**How to complete this task:**
Copy out word for word everything in the Gantt chart passage below from "Credit: Kosourova Elena" down to "to GISystem maintenance.".

**Passage provided:**
◇ ◇ ◇

An effective Gantt chart should show all the different steps for designing the geospatial design. The project proposal you’ve outlined in this term project is the “planning” stage of your GIS design. The next stage(s) are developing the design and evaluating the final version (which is an iterative process). Consider steps that a GIS analyst would implement including setting up the workstation, buying the appropriate licenses/computer hardware (if necessary), accessing and analyzing the data, conducting a needs assessment/cognitive walkthrough, developing the geospatial software (whether that includes from a low/no code option or from an open source may require more time/steps), performing the usability testing, beta testing, and maintenance. You may have many more steps for your project, considering the entire life cycle of developing a Geospatial Design.

There are several different methods for developing a Gantt chart.

Gantt Chart in Excel

From the website above (click “Gantt Chart in Excel”) for creating a Gantt chart in Excel, you can expect to create a Gantt chart as displayed below. However, your Gantt chart should have more specific details (e.g. instead of four tasks, you should have at least 10 – depending on the complexity of your project). You may also consider incorporating specific “quarters” for your development.

A very brief example Gantt chart for visualizing the four stages of geospatial design.

Credit: Brandi Gaertner © Penn State is licensed under CC BY-NC-SA 4.0

Gantt Chart in R programming Language

Using the detailed step-by-step explanation above, you can produce a much more customizable Gantt chart with the same data in the R programming language using ggplot and tidyverse. (Link Above: click “Gantt chart in R Programming Language”).

Below is an example of the Gantt chart you can create, which has different “stages” of design, specific dates, different tasks, and an additional detail of completed versus not yet done.

A detailed example of a Gantt chart that can be created in R programming language that offers customization for dates, tasks, and completion.

Credit: Community Contribution Gantt Chart by Joyce Robbins is licensed under GNU General Public License. Accessed Dec. 2, 2024.

Charts in Python

Depending on your fluency with python, you can create a Gantt chart using MatPlotLib (link above: Click “Gantt Charts in Python”), which offers similar customization as R including dates, project tasks, and additional details of completed/Not Yet Completed.

The example below shows different tasks broken down by “team”; however, you can easily break it down by “Completed” and “Not Yet Completed”. You can add additional details if you are comfortable with Python and/or interested in providing detail on your chart.

A detailed example of a Gantt chart produced using MatPlotLib in Python. Screen capture by Brandi Gaertner

Credit: Kosourova Elena “How to Make a Gantt Chart in Python with Matplotlib.” datacamp. November 16, 2022.

The lesson 7 readings focus on usability testing and the cost benefit analysis. Both are very important components of your analysis, since they provide information on the usability of design, as well as valuable information to stakeholders on the costs of the system.

Once you have created a GISystem, it is time to evaluate the effectiveness of the system and how well it meets user needs. You have several evaluation methods depending on your GISystem Design, your users, and the needs requirements. It is important to frequently evaluate your system as an iterative approach to GISystem maintenance.

◇ ◇ ◇

**Record extracts:**

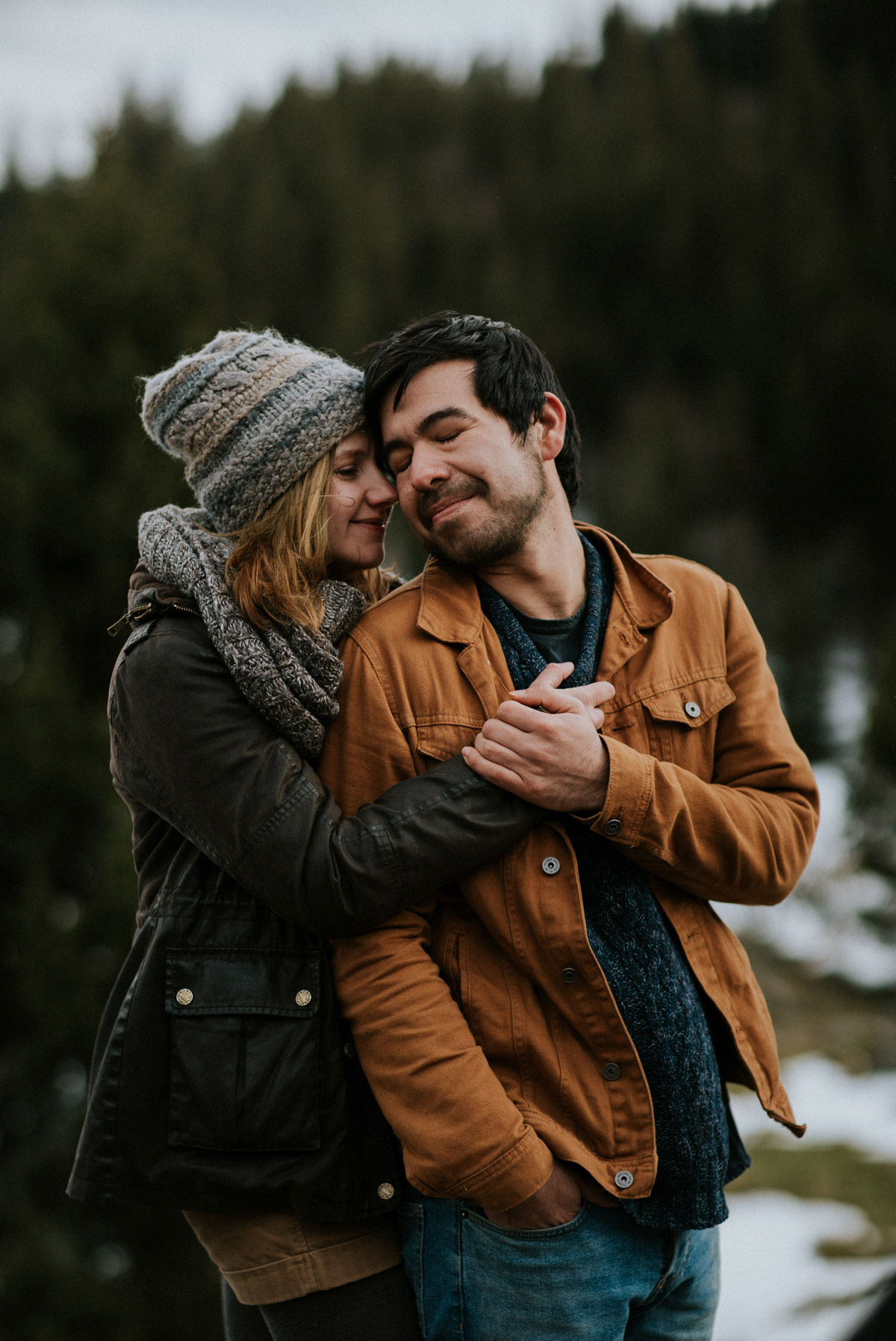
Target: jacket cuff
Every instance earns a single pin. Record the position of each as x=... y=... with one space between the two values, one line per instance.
x=508 y=1180
x=629 y=794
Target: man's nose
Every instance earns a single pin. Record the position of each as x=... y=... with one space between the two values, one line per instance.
x=428 y=467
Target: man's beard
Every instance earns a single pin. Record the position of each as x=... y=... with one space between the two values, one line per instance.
x=494 y=539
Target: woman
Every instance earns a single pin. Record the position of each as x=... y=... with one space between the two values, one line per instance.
x=224 y=1081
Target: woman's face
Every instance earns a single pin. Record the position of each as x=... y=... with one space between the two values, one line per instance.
x=361 y=499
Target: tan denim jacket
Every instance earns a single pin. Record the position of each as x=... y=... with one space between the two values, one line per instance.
x=482 y=1020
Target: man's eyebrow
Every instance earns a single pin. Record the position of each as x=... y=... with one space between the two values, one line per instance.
x=426 y=424
x=437 y=416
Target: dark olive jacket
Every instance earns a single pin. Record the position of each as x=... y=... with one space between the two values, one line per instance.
x=223 y=1076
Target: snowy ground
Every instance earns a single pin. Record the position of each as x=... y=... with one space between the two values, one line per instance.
x=774 y=1285
x=820 y=924
x=839 y=1108
x=776 y=1288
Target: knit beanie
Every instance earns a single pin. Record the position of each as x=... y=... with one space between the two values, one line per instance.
x=251 y=413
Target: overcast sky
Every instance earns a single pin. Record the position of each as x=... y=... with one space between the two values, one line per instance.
x=64 y=64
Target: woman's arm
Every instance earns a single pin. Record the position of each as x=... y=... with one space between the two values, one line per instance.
x=188 y=746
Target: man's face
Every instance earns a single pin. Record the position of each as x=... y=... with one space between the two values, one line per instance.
x=469 y=489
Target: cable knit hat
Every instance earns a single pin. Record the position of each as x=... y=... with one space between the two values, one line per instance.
x=251 y=413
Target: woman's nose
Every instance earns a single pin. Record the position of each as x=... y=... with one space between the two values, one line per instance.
x=382 y=492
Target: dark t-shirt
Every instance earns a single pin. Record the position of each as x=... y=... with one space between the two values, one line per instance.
x=556 y=640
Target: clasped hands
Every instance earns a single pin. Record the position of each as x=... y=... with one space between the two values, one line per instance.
x=544 y=745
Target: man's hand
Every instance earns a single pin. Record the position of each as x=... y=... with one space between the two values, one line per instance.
x=544 y=745
x=556 y=1202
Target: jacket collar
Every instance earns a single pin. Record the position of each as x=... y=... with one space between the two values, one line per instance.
x=450 y=607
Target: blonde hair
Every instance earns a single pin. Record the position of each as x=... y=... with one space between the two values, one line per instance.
x=280 y=558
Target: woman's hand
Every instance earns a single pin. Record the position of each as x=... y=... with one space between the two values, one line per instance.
x=544 y=746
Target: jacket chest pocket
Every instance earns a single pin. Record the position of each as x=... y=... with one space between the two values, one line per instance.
x=244 y=1030
x=681 y=723
x=440 y=740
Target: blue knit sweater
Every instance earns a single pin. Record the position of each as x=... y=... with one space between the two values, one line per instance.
x=697 y=1142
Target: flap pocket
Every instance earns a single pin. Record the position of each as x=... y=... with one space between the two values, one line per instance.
x=693 y=704
x=241 y=982
x=444 y=739
x=244 y=1038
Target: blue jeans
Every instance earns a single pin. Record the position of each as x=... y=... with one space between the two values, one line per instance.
x=602 y=1277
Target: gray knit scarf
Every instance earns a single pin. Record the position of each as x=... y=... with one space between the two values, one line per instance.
x=290 y=678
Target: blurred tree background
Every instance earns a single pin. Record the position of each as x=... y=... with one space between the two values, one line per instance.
x=698 y=229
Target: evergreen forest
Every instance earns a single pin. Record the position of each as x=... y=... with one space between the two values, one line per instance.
x=698 y=227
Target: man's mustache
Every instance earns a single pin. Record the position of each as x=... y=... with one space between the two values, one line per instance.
x=435 y=499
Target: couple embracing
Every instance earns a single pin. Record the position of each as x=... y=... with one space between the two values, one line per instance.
x=428 y=1017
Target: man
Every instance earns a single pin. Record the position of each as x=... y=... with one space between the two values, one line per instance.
x=550 y=1041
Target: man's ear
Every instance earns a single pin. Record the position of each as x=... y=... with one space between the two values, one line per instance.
x=552 y=425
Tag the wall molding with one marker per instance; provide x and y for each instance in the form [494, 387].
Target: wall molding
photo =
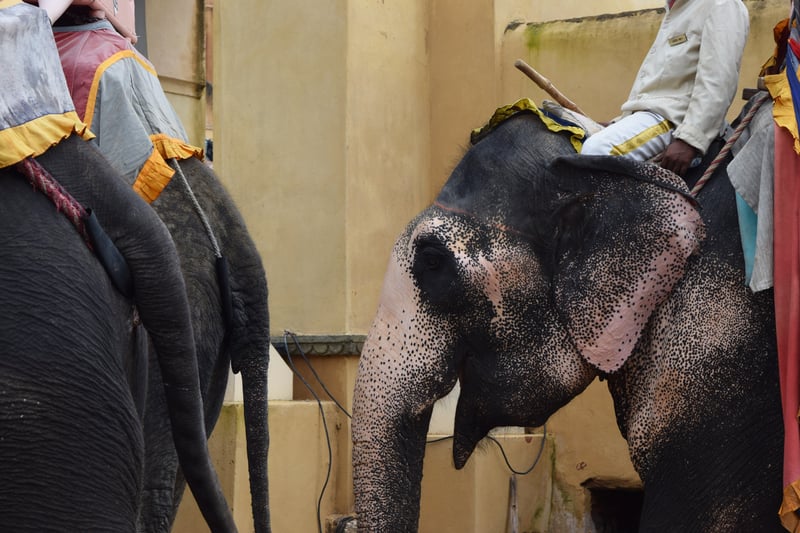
[319, 345]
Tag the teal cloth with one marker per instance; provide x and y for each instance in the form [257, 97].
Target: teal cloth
[748, 224]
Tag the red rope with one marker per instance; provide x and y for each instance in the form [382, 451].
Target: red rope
[759, 99]
[42, 180]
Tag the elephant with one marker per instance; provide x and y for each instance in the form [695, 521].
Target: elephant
[536, 271]
[222, 269]
[237, 338]
[73, 365]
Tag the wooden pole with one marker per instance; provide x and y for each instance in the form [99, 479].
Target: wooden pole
[547, 86]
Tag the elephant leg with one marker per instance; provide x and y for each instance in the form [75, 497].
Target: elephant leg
[163, 306]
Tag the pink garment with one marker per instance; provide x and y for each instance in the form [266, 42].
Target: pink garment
[787, 294]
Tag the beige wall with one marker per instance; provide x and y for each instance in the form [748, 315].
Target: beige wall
[175, 46]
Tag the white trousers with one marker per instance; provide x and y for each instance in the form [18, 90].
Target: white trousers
[640, 136]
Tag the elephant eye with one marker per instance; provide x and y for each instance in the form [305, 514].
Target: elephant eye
[436, 274]
[432, 259]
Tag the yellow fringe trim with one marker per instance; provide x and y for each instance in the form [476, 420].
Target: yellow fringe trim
[526, 104]
[789, 507]
[33, 138]
[153, 178]
[782, 109]
[172, 148]
[156, 173]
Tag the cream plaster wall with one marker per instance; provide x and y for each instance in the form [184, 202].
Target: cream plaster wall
[280, 139]
[175, 46]
[387, 134]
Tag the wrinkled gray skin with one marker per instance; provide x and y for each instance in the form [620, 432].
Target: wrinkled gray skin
[508, 283]
[71, 357]
[245, 349]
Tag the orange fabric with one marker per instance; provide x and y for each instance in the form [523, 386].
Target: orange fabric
[36, 136]
[153, 178]
[156, 172]
[172, 148]
[789, 506]
[783, 108]
[786, 252]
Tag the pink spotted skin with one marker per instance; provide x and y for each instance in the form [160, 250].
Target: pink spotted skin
[529, 277]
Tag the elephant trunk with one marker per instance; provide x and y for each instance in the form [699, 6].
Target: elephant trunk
[254, 382]
[387, 467]
[161, 298]
[395, 390]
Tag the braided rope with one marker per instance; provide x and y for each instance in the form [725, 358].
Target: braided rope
[42, 180]
[759, 99]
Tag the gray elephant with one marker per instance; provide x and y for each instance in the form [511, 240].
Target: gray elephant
[73, 359]
[223, 273]
[224, 277]
[535, 272]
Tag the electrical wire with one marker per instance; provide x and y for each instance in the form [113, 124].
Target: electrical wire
[324, 425]
[286, 335]
[503, 452]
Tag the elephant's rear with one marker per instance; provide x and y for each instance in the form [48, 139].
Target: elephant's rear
[70, 440]
[702, 410]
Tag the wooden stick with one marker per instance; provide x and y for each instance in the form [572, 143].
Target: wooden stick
[547, 86]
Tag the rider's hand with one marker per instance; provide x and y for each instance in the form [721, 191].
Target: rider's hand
[678, 157]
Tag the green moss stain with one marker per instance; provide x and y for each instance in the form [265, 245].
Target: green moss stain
[533, 36]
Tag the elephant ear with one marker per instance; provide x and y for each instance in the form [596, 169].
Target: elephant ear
[623, 234]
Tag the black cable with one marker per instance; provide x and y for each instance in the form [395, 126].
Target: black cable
[308, 363]
[324, 425]
[503, 452]
[289, 360]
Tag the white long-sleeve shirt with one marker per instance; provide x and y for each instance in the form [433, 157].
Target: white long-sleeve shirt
[691, 73]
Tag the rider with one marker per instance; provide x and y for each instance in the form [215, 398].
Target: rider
[684, 86]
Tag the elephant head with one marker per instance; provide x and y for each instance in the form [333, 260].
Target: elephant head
[529, 275]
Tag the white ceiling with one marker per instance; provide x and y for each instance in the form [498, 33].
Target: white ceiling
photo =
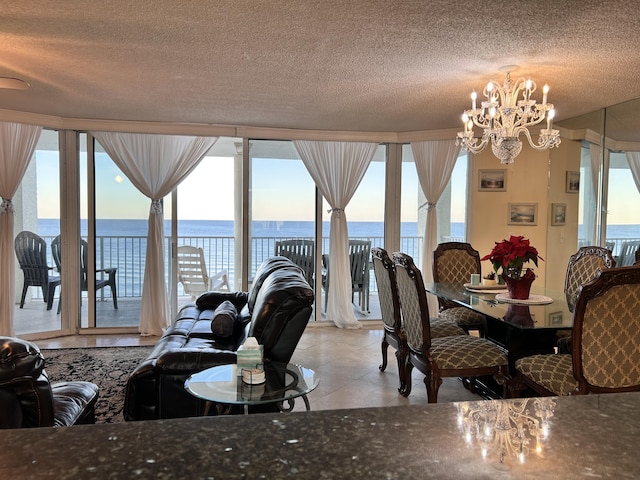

◇ ◇ ◇

**Answer area:**
Credit: Kosourova Elena “How to Make a Gantt Chart in Python with Matplotlib.” datacamp. November 16, 2022.

The lesson 7 readings focus on usability testing and the cost benefit analysis. Both are very important components of your analysis, since they provide information on the usability of design, as well as valuable information to stakeholders on the costs of the system.

Once you have created a GISystem, it is time to evaluate the effectiveness of the system and how well it meets user needs. You have several evaluation methods depending on your GISystem Design, your users, and the needs requirements. It is important to frequently evaluate your system as an iterative approach to GISystem maintenance.